(Pointing dataset records)
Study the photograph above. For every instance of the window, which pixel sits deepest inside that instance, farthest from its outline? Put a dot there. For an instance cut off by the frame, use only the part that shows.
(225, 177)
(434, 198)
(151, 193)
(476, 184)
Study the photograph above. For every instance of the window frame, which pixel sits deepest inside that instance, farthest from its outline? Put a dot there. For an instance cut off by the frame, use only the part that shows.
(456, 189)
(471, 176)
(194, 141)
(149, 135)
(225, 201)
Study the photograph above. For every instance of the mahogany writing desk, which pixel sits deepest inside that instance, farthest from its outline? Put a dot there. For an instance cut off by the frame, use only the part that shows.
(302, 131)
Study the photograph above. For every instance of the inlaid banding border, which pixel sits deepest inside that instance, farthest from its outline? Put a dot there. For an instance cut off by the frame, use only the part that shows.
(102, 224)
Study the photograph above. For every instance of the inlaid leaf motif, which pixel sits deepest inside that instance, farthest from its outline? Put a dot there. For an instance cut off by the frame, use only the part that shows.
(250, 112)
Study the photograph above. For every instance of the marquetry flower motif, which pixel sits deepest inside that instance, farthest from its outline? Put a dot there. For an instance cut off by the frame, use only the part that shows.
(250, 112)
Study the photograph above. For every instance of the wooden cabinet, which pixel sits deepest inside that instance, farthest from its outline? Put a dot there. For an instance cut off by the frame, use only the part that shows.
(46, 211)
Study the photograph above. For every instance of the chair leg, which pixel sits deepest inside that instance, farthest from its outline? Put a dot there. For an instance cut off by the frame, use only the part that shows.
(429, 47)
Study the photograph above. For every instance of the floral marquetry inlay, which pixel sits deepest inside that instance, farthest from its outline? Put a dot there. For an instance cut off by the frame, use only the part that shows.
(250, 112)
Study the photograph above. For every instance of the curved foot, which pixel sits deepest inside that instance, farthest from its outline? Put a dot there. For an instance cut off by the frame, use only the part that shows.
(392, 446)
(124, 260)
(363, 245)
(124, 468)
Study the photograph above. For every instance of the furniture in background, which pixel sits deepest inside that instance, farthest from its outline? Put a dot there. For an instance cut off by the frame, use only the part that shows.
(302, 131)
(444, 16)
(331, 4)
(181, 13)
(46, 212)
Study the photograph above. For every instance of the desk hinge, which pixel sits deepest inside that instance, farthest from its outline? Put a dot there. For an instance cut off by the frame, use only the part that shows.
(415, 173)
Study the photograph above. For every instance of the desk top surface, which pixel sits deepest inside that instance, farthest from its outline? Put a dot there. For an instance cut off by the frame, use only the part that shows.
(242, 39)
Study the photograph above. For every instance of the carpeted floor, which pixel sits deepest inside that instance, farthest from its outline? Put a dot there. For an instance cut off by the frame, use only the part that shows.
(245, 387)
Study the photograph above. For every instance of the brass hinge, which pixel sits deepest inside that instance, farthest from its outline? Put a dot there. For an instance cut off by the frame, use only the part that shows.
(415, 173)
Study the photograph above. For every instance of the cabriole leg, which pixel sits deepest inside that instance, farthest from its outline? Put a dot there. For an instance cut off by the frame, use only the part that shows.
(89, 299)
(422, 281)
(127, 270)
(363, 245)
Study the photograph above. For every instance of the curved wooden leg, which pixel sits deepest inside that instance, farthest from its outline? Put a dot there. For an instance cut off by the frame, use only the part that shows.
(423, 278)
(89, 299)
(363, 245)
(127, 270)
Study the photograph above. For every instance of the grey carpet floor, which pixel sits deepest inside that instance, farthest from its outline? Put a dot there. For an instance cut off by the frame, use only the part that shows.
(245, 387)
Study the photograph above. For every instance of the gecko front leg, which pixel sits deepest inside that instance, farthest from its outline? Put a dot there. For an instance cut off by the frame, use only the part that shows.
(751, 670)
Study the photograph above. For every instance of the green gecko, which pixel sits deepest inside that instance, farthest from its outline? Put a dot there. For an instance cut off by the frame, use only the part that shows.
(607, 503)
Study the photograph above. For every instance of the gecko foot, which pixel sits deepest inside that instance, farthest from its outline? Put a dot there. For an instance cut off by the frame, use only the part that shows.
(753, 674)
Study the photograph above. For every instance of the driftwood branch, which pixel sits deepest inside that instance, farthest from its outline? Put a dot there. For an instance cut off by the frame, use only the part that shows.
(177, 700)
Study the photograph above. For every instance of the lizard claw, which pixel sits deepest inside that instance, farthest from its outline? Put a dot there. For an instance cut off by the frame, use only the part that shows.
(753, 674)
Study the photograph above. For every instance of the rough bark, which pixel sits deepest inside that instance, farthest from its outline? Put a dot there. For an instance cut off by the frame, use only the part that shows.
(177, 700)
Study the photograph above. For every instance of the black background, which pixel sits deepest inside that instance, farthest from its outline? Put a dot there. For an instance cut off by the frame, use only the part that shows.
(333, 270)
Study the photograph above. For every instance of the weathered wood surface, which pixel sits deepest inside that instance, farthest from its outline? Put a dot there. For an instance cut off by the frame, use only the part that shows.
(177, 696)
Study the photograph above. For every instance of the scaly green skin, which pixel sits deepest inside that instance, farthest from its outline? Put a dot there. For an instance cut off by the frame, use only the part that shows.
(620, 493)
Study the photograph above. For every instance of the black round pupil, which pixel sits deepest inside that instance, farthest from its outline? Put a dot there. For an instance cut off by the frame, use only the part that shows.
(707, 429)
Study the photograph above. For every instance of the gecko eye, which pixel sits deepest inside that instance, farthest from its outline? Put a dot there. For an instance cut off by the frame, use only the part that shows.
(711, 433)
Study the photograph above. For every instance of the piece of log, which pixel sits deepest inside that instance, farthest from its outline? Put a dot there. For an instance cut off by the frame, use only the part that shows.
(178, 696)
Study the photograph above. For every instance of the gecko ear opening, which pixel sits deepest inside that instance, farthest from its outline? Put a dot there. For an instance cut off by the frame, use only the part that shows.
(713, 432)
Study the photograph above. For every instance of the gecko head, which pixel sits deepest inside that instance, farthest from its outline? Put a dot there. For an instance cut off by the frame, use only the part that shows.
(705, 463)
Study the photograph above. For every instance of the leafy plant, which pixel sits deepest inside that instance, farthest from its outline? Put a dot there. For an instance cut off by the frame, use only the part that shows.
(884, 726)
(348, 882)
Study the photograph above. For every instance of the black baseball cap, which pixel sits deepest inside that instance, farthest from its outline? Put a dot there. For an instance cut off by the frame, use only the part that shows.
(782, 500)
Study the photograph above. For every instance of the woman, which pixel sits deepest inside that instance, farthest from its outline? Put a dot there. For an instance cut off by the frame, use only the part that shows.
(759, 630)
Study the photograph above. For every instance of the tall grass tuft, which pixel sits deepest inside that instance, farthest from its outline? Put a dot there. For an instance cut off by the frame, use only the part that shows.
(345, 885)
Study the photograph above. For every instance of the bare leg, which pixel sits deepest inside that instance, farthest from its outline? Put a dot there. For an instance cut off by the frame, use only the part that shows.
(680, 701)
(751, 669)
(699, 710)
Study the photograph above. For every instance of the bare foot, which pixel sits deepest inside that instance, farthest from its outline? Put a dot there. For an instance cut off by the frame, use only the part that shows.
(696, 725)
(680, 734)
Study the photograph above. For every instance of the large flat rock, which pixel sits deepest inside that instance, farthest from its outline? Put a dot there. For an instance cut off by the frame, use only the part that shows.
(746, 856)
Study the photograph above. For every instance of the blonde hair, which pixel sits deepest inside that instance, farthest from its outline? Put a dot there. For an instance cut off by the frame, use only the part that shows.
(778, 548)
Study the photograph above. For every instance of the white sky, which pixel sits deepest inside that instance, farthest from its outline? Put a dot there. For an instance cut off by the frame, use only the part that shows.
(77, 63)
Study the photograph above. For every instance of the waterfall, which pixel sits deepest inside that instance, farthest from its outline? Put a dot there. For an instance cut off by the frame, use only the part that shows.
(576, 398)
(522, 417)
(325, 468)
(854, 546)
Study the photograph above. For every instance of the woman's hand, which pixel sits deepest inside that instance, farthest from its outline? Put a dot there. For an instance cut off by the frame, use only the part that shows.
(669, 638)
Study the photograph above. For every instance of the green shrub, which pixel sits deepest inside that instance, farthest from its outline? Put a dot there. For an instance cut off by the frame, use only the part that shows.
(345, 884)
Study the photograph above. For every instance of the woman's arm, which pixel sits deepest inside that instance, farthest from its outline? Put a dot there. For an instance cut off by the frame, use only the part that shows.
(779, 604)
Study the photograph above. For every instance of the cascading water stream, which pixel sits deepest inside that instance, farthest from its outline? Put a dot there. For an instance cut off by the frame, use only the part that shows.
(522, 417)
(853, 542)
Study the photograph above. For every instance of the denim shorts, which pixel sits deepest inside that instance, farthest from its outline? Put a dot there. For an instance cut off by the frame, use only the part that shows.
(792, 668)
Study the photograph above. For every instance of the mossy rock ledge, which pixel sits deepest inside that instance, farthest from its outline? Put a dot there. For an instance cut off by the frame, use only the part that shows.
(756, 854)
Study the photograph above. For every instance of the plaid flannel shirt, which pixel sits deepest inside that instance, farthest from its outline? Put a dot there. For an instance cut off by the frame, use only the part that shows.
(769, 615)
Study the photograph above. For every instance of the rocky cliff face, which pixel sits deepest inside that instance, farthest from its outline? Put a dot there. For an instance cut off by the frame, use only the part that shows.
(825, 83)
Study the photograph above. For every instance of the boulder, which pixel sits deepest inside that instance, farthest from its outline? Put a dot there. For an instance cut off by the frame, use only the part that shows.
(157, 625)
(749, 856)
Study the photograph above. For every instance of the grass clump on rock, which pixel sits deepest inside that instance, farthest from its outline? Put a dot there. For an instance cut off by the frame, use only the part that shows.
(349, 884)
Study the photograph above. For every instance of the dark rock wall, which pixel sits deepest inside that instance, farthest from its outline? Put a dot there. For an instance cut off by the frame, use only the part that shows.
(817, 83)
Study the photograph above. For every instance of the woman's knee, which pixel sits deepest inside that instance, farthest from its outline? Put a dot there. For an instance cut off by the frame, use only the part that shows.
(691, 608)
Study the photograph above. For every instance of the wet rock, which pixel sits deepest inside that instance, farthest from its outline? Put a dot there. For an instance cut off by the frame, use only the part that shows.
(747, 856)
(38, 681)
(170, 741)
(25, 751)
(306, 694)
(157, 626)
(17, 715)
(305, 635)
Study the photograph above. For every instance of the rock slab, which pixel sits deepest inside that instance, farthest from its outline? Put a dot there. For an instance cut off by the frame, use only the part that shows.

Goal. Give back exactly the lines that run from the line with "woman's knee, which" through the close of the material, counting both ends, and nothing more.

Finished exercise.
Study the photograph above. For every instance of the woman's knee, which pixel sits deepest inside that instance, farthest from its outline? Put a dot there. For an instance cut off by the frame, use only the part that shows.
(691, 608)
Study the photograph above. For every instance of the wet rock, which pixel sits deepest inside that instance, farthest from its outline? Put a dot there. For an instance cut off by the frame, use only the part that shows.
(747, 856)
(38, 681)
(170, 741)
(25, 751)
(306, 694)
(157, 626)
(17, 715)
(305, 635)
Study the photograph above. For every instance of the rock slab, which pixel sits deepest inside that instance, farthest from its outline? Put a dot there. For an instance cut off by the frame, use only the part that shows.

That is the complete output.